Labeled-object pointing entries

* Begin *

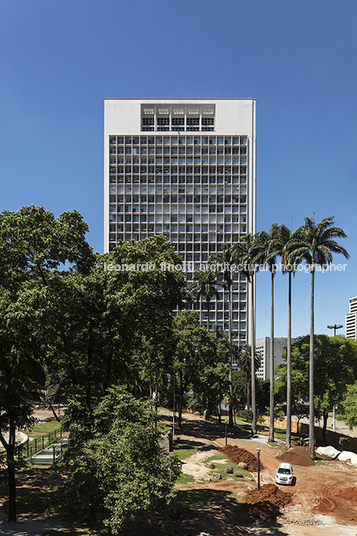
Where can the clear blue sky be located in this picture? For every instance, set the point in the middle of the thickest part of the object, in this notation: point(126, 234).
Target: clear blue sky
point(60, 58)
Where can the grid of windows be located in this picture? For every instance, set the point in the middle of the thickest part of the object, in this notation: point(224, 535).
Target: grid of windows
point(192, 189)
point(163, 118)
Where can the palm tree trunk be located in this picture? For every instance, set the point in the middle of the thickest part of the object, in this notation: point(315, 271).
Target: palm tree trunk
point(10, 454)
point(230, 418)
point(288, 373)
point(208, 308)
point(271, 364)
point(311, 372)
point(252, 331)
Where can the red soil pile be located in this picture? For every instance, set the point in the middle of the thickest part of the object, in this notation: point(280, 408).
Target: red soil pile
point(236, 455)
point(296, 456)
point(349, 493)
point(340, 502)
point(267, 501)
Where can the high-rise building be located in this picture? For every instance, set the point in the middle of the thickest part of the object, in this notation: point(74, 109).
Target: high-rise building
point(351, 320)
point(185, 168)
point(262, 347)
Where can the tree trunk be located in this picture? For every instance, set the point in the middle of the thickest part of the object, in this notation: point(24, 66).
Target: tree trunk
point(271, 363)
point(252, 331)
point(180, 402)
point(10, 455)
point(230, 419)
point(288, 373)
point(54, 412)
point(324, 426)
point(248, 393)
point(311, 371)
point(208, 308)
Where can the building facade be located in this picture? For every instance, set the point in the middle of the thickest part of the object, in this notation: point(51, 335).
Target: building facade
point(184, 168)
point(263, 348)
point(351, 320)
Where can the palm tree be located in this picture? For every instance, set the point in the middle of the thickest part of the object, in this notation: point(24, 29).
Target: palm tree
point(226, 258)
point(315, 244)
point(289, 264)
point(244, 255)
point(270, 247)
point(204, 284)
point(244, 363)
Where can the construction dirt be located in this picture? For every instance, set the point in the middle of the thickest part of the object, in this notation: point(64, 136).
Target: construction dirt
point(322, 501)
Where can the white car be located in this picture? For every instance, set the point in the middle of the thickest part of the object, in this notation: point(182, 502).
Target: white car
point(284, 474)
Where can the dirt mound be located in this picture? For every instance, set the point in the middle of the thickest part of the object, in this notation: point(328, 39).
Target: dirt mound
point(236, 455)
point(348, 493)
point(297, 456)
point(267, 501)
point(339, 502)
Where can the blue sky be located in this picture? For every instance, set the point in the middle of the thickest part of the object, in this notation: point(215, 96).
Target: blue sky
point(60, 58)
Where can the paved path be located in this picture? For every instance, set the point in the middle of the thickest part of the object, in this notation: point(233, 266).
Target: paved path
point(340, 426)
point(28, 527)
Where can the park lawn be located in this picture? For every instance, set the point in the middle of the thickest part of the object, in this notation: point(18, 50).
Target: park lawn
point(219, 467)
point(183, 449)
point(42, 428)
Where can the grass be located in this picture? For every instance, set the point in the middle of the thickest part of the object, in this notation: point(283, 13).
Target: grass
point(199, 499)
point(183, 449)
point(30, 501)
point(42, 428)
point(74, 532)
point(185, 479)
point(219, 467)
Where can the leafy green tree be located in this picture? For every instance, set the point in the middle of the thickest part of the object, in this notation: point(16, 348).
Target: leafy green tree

* End *
* Begin *

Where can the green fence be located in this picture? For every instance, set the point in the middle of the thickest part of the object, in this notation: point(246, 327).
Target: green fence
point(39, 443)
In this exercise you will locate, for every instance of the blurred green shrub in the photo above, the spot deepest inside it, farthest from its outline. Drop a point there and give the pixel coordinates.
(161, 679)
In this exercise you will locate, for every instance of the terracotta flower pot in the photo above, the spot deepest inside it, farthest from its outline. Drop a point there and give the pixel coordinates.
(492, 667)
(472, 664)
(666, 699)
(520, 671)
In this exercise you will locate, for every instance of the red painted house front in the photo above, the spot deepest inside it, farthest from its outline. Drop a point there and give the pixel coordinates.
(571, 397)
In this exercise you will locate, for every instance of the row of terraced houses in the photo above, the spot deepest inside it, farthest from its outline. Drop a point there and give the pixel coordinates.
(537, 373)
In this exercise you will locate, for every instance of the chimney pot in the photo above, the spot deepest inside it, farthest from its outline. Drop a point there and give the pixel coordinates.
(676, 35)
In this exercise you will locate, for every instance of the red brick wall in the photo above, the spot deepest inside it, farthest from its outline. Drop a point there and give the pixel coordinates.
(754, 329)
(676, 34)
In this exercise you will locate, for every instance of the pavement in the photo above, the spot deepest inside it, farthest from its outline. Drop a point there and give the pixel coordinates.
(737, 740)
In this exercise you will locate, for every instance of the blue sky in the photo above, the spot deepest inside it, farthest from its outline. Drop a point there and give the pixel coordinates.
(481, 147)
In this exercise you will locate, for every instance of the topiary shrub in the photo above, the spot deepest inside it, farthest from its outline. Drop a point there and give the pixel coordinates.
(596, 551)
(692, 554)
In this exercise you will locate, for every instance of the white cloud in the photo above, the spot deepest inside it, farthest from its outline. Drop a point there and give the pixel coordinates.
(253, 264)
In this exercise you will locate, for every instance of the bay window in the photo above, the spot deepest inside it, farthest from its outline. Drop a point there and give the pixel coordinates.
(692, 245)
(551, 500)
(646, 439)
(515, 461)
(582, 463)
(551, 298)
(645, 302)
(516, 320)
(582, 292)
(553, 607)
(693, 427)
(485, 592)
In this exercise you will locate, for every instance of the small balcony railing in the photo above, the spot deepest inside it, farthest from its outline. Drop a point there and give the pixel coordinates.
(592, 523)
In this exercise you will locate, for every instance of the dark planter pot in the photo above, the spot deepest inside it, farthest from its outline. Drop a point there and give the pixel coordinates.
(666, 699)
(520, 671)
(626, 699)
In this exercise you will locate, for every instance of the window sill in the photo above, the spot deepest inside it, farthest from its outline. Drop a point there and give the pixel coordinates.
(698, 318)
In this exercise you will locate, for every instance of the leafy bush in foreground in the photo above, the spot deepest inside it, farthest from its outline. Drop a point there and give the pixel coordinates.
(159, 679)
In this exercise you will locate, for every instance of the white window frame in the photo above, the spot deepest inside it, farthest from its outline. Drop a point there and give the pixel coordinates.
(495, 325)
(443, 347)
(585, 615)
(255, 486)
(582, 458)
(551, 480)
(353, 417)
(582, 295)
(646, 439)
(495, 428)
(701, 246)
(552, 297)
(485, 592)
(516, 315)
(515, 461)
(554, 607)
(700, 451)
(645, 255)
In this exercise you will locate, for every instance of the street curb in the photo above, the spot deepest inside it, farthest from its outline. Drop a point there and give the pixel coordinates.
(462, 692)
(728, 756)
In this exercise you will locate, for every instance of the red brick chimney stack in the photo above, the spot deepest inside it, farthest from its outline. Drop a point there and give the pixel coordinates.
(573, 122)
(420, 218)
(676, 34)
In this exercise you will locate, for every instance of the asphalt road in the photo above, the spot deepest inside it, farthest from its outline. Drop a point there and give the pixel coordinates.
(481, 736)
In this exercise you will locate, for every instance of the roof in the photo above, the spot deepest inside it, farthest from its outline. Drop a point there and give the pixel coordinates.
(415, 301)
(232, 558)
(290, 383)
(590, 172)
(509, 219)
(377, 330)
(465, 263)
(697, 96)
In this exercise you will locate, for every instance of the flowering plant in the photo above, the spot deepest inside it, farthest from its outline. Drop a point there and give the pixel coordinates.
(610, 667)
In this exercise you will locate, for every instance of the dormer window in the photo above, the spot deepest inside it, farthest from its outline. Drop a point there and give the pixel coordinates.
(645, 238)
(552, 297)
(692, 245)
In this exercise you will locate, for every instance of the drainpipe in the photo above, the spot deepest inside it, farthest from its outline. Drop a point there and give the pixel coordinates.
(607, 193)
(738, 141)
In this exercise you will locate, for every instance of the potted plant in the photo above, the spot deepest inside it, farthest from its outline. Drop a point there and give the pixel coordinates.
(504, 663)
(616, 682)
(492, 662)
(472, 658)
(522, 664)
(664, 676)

* End *

Reproduce the listing word for word, from the line that contains "Where can the building" to the line that contains "point(244, 363)", including both of those lines.

Where can the building facade be located in this picture? For every instance, set the point in the middle of the thickest part of the object, in this notation: point(51, 335).
Target: building facade
point(184, 168)
point(263, 348)
point(351, 320)
Where can the palm tree be located in this picture? For every instance, set the point in the middle of the thickest part of the object, in this notation: point(24, 29).
Target: palm tree
point(226, 258)
point(315, 244)
point(289, 264)
point(244, 255)
point(270, 247)
point(204, 284)
point(244, 363)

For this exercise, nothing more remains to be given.